Aim of the task: Restate the whole listing exactly.

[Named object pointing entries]
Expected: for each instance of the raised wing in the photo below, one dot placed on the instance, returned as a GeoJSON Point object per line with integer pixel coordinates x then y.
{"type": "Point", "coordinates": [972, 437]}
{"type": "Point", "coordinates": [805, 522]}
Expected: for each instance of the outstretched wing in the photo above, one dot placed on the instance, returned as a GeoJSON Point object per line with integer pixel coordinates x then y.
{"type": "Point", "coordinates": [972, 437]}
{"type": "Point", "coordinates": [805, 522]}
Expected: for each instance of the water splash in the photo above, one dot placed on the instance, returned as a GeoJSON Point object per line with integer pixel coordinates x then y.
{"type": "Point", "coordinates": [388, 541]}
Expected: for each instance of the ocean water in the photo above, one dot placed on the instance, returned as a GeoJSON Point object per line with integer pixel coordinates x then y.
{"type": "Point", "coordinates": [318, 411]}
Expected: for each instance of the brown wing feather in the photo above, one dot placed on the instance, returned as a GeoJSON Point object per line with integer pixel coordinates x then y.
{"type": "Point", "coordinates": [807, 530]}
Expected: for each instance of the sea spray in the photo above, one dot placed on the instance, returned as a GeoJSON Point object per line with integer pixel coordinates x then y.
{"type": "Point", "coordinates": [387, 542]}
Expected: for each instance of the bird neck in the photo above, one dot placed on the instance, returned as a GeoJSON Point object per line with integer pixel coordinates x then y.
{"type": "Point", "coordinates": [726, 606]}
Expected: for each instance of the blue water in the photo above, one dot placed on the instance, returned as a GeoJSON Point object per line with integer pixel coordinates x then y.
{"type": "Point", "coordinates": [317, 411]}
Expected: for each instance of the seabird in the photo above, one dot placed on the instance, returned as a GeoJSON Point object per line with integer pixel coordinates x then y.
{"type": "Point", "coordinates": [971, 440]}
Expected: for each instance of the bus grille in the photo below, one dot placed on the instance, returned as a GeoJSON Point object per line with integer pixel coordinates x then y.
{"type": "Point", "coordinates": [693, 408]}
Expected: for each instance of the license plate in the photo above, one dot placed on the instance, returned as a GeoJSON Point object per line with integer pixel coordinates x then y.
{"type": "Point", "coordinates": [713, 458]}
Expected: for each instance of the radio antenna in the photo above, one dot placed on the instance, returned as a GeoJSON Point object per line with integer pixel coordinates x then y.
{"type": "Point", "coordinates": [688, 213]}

Exercise response:
Expected: for each instance of the raised wing in the photo below, one dot placed on the instance, returned as a GeoJSON Point object per line with integer pixel coordinates x then y.
{"type": "Point", "coordinates": [972, 437]}
{"type": "Point", "coordinates": [805, 522]}
Expected: for each instance of the outstretched wing in the photo above, one dot placed on the instance, returned as a GeoJSON Point object per line with integer pixel coordinates x then y.
{"type": "Point", "coordinates": [972, 437]}
{"type": "Point", "coordinates": [805, 522]}
Expected: for each instance of the water splash in the photo above, one dot placed on the instance, returned as a GeoJSON Point object per line with integer pixel coordinates x then y.
{"type": "Point", "coordinates": [388, 541]}
Expected: for each instance of the ocean water in the photo above, one dot placed on the instance, returned as a GeoJSON Point object per line with integer pixel coordinates x then y.
{"type": "Point", "coordinates": [318, 411]}
Expected: for each instance of the brown wing feather in the photo above, one dot placed on the instance, returned as a GeoJSON Point object per line with integer pixel coordinates x then y.
{"type": "Point", "coordinates": [807, 530]}
Expected: for each instance of the sea spray in the photo above, one dot placed on the instance, returned as a GeoJSON Point object per line with integer pixel coordinates x then y.
{"type": "Point", "coordinates": [387, 542]}
Expected: for each instance of the bird neck in the photo above, one dot placed on the instance, returned as a GeoJSON Point object per line with integer pixel coordinates x then y.
{"type": "Point", "coordinates": [726, 606]}
Expected: for each instance of the blue water in the photo above, one dot placed on the instance, returned as a GeoJSON Point object per line with integer pixel coordinates x then y.
{"type": "Point", "coordinates": [317, 411]}
Expected: for each instance of the seabird in the photo above, one dot placed on the instance, returned as a GeoJSON Point object per line with integer pixel coordinates x then y.
{"type": "Point", "coordinates": [971, 440]}
Expected: for each instance of the bus grille in the photo below, one dot placed on the instance, returned as a GeoJSON Point object per line with integer pixel coordinates x then y.
{"type": "Point", "coordinates": [693, 408]}
Expected: for each instance of the license plate in the photo above, one dot placed on the instance, returned as a GeoJSON Point object per line with integer pixel coordinates x then y.
{"type": "Point", "coordinates": [713, 458]}
Expected: for each instance of the radio antenna in the photo above, one dot placed on the instance, returned as a GeoJSON Point object per line with integer pixel coordinates x then y.
{"type": "Point", "coordinates": [688, 213]}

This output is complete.